*WHAT IS EXPECTED:*
Copy out the lines below without any changes, starting at the line that contains "outline white sign board, every instance" and ending with the last line of the records.

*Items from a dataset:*
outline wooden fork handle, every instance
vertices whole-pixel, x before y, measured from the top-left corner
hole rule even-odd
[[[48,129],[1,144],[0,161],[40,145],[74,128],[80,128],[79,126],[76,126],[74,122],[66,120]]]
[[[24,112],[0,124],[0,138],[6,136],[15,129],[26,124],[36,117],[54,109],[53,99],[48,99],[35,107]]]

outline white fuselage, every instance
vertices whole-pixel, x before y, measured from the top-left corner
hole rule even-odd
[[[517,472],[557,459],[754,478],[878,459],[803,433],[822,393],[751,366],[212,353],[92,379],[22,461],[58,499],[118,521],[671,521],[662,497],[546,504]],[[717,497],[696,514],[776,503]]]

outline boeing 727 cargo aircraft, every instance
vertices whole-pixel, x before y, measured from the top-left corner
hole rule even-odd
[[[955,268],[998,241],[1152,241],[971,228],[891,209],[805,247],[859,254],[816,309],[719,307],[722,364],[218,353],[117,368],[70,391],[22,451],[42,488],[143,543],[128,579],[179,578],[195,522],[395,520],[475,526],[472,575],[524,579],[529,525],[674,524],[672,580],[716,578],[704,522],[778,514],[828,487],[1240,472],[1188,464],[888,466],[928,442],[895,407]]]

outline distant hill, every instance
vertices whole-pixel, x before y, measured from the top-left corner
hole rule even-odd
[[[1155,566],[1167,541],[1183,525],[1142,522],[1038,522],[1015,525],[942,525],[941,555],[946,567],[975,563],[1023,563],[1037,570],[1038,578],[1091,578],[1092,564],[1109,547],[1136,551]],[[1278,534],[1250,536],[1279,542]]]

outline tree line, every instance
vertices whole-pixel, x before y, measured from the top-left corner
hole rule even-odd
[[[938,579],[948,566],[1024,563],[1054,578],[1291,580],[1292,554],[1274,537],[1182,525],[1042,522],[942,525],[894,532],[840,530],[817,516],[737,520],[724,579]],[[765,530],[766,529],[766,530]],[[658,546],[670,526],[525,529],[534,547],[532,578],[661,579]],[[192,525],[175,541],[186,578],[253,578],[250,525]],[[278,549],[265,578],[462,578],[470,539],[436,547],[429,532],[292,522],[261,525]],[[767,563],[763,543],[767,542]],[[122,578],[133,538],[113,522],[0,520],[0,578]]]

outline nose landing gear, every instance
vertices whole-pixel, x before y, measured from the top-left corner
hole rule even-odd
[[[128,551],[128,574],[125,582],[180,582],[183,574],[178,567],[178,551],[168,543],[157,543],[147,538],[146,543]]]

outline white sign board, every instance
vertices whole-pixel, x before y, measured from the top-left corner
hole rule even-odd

*EXPECTED ANSWER:*
outline white sign board, every instance
vertices whole-pixel, x before y, measured from the top-left corner
hole rule even-odd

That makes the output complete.